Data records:

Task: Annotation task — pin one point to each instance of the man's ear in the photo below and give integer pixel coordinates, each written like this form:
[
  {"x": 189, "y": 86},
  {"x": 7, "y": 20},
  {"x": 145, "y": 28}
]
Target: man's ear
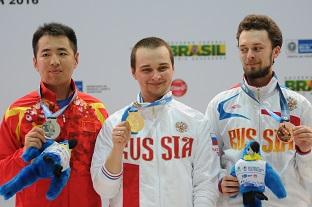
[
  {"x": 35, "y": 63},
  {"x": 76, "y": 59}
]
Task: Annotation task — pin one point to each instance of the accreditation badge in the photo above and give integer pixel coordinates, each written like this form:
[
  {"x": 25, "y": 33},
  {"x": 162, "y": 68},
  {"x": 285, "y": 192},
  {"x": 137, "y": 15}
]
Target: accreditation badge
[
  {"x": 51, "y": 128},
  {"x": 135, "y": 121},
  {"x": 285, "y": 132}
]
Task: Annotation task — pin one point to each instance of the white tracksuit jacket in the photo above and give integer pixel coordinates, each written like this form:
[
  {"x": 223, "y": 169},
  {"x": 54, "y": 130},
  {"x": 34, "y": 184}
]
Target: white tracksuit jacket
[
  {"x": 170, "y": 163},
  {"x": 233, "y": 132}
]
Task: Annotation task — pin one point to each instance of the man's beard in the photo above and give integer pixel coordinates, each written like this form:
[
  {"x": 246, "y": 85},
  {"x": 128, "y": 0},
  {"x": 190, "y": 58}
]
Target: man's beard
[{"x": 260, "y": 72}]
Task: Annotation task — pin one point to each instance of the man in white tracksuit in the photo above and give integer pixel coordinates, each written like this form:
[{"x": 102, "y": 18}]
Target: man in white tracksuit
[
  {"x": 169, "y": 162},
  {"x": 255, "y": 110}
]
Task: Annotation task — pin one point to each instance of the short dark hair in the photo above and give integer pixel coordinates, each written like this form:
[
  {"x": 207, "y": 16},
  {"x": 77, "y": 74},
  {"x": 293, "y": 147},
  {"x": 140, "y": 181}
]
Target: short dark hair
[
  {"x": 261, "y": 22},
  {"x": 54, "y": 29},
  {"x": 150, "y": 42}
]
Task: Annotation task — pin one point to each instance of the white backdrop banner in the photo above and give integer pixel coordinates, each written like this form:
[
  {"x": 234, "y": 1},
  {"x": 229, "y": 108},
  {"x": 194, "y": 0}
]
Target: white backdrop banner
[{"x": 201, "y": 33}]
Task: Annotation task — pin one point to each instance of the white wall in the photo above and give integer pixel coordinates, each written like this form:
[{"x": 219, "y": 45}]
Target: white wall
[{"x": 107, "y": 30}]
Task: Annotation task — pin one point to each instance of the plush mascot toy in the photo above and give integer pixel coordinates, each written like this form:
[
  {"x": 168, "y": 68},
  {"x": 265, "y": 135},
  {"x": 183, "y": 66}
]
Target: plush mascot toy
[
  {"x": 254, "y": 174},
  {"x": 51, "y": 161}
]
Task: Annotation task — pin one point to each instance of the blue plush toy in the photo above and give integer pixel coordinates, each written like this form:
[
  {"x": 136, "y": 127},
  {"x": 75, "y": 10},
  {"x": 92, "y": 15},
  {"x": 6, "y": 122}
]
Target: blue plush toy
[
  {"x": 254, "y": 174},
  {"x": 51, "y": 161}
]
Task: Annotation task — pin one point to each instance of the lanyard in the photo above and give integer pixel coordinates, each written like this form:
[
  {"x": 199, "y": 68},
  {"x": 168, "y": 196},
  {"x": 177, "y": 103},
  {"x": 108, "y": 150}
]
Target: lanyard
[
  {"x": 285, "y": 115},
  {"x": 46, "y": 110}
]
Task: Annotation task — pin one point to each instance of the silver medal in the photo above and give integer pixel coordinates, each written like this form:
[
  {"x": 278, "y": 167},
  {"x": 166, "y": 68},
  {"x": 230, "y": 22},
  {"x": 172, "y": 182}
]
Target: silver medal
[{"x": 51, "y": 128}]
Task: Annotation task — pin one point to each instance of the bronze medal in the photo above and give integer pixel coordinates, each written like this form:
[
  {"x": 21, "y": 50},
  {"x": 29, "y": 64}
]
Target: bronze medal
[
  {"x": 285, "y": 132},
  {"x": 51, "y": 128},
  {"x": 136, "y": 121}
]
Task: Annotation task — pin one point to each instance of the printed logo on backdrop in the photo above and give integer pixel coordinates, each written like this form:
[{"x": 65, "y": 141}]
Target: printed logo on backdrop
[
  {"x": 299, "y": 48},
  {"x": 301, "y": 84},
  {"x": 178, "y": 87},
  {"x": 92, "y": 88},
  {"x": 199, "y": 50}
]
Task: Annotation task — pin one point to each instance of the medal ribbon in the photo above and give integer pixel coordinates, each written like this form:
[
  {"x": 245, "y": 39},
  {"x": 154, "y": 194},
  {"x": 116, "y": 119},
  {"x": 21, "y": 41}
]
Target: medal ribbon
[
  {"x": 285, "y": 115},
  {"x": 135, "y": 106},
  {"x": 48, "y": 113}
]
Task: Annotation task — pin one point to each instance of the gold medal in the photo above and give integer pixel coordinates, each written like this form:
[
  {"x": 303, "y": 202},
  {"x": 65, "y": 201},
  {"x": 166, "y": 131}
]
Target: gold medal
[
  {"x": 136, "y": 121},
  {"x": 285, "y": 132},
  {"x": 51, "y": 128}
]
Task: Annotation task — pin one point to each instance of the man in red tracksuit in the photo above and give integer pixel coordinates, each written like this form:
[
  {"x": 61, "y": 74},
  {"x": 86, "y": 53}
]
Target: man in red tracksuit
[{"x": 77, "y": 115}]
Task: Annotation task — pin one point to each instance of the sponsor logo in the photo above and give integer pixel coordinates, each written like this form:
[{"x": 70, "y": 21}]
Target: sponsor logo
[
  {"x": 97, "y": 88},
  {"x": 199, "y": 50},
  {"x": 178, "y": 87},
  {"x": 299, "y": 48}
]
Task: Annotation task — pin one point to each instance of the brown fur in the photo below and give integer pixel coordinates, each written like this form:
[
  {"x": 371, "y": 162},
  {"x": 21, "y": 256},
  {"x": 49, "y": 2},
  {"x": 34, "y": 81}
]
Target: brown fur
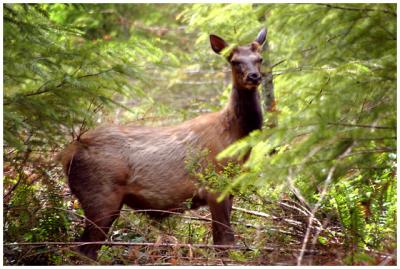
[{"x": 144, "y": 167}]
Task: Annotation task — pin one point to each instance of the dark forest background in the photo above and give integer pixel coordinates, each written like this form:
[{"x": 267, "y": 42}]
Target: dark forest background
[{"x": 326, "y": 196}]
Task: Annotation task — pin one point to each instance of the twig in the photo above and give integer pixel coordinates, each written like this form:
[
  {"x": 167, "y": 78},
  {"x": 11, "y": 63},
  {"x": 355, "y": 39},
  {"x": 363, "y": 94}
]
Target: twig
[
  {"x": 359, "y": 9},
  {"x": 361, "y": 125},
  {"x": 147, "y": 244},
  {"x": 318, "y": 204}
]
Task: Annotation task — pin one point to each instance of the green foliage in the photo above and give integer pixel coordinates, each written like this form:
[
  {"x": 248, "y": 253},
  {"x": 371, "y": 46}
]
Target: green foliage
[{"x": 68, "y": 67}]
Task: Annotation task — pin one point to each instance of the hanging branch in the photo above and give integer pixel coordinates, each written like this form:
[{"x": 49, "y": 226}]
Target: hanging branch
[{"x": 268, "y": 91}]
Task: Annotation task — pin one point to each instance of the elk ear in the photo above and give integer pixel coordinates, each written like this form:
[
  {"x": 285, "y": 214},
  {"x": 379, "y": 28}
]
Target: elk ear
[
  {"x": 217, "y": 43},
  {"x": 261, "y": 36}
]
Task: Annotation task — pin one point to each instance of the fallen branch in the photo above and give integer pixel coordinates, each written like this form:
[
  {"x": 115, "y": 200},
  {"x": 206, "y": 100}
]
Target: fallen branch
[{"x": 147, "y": 244}]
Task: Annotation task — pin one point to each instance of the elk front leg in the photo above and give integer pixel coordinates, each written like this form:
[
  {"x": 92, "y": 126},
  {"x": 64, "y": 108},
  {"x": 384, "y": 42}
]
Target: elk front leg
[{"x": 221, "y": 213}]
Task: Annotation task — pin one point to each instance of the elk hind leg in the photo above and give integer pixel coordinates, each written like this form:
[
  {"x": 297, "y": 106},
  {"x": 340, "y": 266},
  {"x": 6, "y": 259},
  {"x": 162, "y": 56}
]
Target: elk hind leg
[{"x": 99, "y": 219}]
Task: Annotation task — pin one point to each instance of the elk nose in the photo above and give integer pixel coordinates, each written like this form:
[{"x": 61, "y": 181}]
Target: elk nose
[{"x": 254, "y": 77}]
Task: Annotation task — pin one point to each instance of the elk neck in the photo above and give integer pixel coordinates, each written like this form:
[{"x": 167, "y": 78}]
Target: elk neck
[{"x": 245, "y": 110}]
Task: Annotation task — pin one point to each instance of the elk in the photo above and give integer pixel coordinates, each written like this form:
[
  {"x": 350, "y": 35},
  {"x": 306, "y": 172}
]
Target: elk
[{"x": 144, "y": 167}]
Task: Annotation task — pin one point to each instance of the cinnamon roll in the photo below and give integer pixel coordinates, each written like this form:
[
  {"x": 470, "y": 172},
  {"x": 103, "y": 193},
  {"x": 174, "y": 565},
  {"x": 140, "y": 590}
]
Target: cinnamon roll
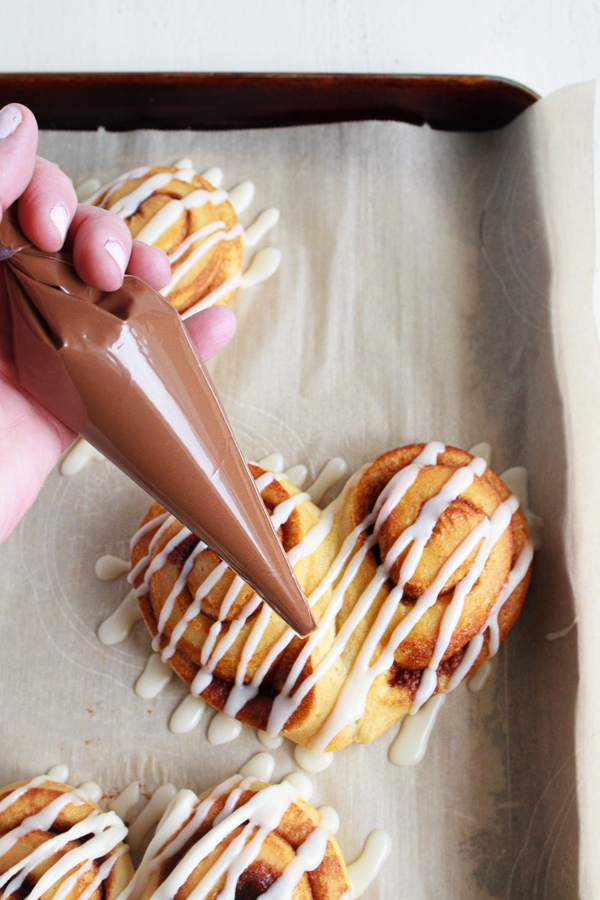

== Direction ==
Report every line of the material above that contains the string "background", matching case exactly.

== Result of this task ==
Task: Annotation task — pin one point to each instance of the dark forest background in the photo above and give integer pixel coordinates, each written like this form:
Target: dark forest background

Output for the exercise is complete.